■ **Exercise requirements**
Answer these questions about the blog post on header files and the preprocessor:
1. In what month did Richard Russo start on the Visual C++ compiler front-end team?
2. What product did he work on during the three years before that?
3. What does he call the most basic purpose of header files?

■ **Given passage**
⁂

Header files and the preprocessor – Can't Live With 'em, Can't Live Without 'em
Hello, my name is Richard Russo. I’m the newest member of the Visual C++ compiler front-end developer team, having started in January. I’m not new to MS though as I spent the last three years working on Windows Vista. I’m excited to be on the front-end team because compiler development has been a hobby of mine for a few years.
Most posts on this blog discuss new features that are added or what daily work is like here in various positions. Instead of that, I’d like to discuss my thoughts on a particular aspect of C/C++ that I think deserves more design attention: header files and the preprocessor. I’ll probably be discussing a few hypothetical features here, and I just want to say up front that this does not necessarily mean the VisualC++ team will be working on or delivering these features. In writing up these ideas, mainly what I’m hoping to do is spark discussion and get your feedback. There should be a link below to leave comments so please do!
First off, what are header files really for? Well, without doing research into the design rationale of Kernighan and Ritchie, the most basic purpose it serves is to allow us to maintain units of code for separate compilation in a declare-before-use language. You can imagine that without the preprocessor we’d have to declare the same things in every source file — we’d quickly get tired of that and probably hack something together that looks a lot like the current preprocessor. Sure, we use the preprocessor for lots of clever things, but to me that is its essential purpose.

⁂

■ **Recorded information**
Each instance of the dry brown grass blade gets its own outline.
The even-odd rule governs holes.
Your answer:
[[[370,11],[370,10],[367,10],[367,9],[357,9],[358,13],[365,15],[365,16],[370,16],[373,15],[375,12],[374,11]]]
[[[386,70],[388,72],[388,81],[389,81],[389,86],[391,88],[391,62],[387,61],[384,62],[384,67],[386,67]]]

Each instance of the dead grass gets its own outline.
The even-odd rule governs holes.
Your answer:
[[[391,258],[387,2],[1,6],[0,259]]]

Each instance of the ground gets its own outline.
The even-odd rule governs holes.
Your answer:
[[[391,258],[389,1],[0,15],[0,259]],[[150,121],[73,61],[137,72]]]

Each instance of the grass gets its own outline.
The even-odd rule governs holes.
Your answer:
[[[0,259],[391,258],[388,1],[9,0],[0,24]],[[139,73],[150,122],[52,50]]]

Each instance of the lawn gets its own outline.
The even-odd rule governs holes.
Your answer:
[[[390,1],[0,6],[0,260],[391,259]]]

⁂

■ **Answer below**
1. January.
2. Windows Vista.
3. They let programmers maintain units of code for separate compilation in a declare-before-use language.